--- QUOTED PASSAGE ---

Whether court should take security from plaintiff prior to grant of status quo in case of removal of encroachment?

This Court has carefully gone through the provisions
of Maharashtra Land Revenue Code like sections 50 to 53. The
provision of section 50 (5) shows that order made by Collector
can be challenged by filing appeal before the appellate authority.
Admittedly, this recourse was not used. The provision of section
50 (6) shows that only when the decision given under these
provisions becomes final, the suit can be filed to establish the
rights in Civil Court and that too, within six months from the date
when the decision of the revenue authority becomes final. It can
be said that in the present matters, there is no right as such to
the plaintiffs to continue the possession, but by making some
contentions, they have remained on the space due to the orders
made by the Courts below. The Trial Court has rightly held that
the provision of section 50 is applicable in such cases. The
record is produced to show that the Collector has delegated the
powers to Tahsildar, both in respect of agricultural lands and non
agricultural lands. Thus, there is no illegality in the notices given
against the plaintiffs and there are further aforesaid
circumstances. In view of the facts and circumstances, this Court

has no hesitation to observe that the Courts below did not take
proper care, they did not take even the security from the
plaintiffs for getting order like statusquo and due to that the
Government could not take the steps like widening of the road in
respect of that portion.
IN THE HIGH COURT AT BOMBAY
APPELLATE SIDE, BENCH AT AURANGABAD
 SECOND APPEAL NO. 255 OF 2016

RAJENDRA POPAT WAGHMARE AND OTHERS
VERSUS
THE STATE OF MAHARASHTRA THROUGH THE DISTRICT
COLLECTOR

CORAM : T.V. NALAWADE, J.
DATED : 31st March, 2016.

Citation: 2016 (4) MHLJ 475



1. Second Appeal No. 255/2016 is filed against
judgment and decree of Regular Civil Suit No. 9/2012, which was
pending in the Court of Civil Judge, Senior Division, Kopargaon
and also against the judgment and decree of Regular Civil
Appeal No. 96/2013, which was pending in the Court of District
Judge-2, Kopargaon, District Ahmednagar. Regular Civil Suit No.
9/2012 was filed by in all eight traders for relief of declaration
and injunction against present respondents, the State
Government and the Collector. These eight traders challenged
the decision in First Appeal, but out of the eight plaintiffs only
five plaintiffs have challenged the decision of the First Appellate

Court by filing present appeal.
2. Other Second Appeal No. 256/2016 is filed against
judgment and decree of Regular Civil Suit No. 8/2012 and
judgment and decree of Regular Civil Appeal No. 95/2013. The
said suit was filed by eight traders and all the traders have come
to this Court to challenge the decisions of the Courts below. Both
the suits were tried together and the appeals filed against the
decisions are also decided by common judgment. Heard the
learned counsel for appellants.

--- STORED RECORDS ---

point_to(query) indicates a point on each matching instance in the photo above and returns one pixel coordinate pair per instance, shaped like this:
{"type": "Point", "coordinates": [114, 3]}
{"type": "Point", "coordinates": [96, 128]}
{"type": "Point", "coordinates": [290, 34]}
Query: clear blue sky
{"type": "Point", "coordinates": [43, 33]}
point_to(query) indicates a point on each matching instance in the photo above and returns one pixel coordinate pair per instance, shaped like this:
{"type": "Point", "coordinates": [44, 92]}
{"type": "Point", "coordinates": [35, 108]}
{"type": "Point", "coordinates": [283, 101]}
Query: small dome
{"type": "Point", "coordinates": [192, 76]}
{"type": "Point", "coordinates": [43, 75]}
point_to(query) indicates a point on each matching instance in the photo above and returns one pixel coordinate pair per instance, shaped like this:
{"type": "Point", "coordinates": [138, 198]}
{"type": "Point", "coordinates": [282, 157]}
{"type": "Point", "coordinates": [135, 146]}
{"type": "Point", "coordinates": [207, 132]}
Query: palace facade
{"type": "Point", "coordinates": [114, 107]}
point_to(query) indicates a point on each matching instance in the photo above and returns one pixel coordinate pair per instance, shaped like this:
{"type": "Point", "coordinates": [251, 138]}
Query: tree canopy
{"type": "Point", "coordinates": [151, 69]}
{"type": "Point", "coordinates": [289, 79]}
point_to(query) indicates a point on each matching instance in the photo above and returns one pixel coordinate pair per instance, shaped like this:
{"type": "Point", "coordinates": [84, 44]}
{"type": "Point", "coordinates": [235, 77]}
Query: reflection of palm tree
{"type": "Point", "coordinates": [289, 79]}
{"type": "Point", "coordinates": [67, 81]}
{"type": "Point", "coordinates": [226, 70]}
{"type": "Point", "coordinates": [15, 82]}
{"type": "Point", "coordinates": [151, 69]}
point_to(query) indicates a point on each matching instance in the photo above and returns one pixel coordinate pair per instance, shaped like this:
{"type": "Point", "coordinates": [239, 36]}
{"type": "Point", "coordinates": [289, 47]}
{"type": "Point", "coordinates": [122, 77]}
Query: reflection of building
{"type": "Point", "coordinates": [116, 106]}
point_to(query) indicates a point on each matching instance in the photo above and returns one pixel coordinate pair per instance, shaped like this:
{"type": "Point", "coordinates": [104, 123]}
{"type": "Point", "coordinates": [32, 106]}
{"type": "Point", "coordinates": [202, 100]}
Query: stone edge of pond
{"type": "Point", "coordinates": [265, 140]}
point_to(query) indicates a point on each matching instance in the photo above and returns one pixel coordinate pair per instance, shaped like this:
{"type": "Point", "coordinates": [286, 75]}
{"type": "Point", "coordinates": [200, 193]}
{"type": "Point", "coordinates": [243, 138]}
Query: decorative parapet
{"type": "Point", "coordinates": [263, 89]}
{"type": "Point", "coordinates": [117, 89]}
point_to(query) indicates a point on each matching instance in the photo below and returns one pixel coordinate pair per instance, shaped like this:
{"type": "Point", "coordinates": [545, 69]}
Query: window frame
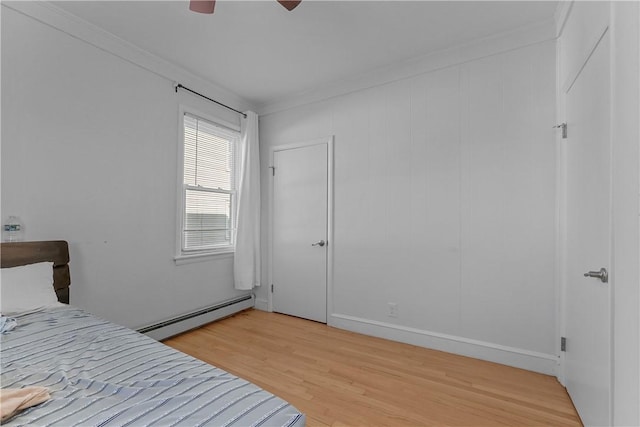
{"type": "Point", "coordinates": [186, 256]}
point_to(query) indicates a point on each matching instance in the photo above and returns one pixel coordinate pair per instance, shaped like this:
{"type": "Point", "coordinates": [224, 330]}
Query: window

---

**COMPLETE THE FOLLOWING:**
1 - Using the judgment excerpt, decide whether each of these statements is accurate: (a) the plaintiffs challenged the Collector's order by filing an appeal before the appellate authority under section 50 (5); (b) the Collector delegated powers to the Tahsildar for both agricultural and non-agricultural lands; (c) six of the eight plaintiffs in Regular Civil Suit No. 9/2012 challenged the decision of the First Appellate Court. For each, answer yes or no and quote the words that settle it.
2 - Retype without changes the part of the judgment excerpt that begins with the words containing "Court by filing" and ends with "counsel for appellants.".

**THE SOLUTIONS:**
1 -
(a) No: "Admittedly, this recourse was not used."
(b) Yes: "the Collector has delegated the powers to Tahsildar, both in respect of agricultural lands and non agricultural lands."
(c) No: "out of the eight plaintiffs only five plaintiffs have challenged the decision of the First Appellate Court by filing present appeal."

2 -
Court by filing present appeal.
2. Other Second Appeal No. 256/2016 is filed against
judgment and decree of Regular Civil Suit No. 8/2012 and
judgment and decree of Regular Civil Appeal No. 95/2013. The
said suit was filed by eight traders and all the traders have come
to this Court to challenge the decisions of the Courts below. Both
the suits were tried together and the appeals filed against the
decisions are also decided by common judgment. Heard the
learned counsel for appellants.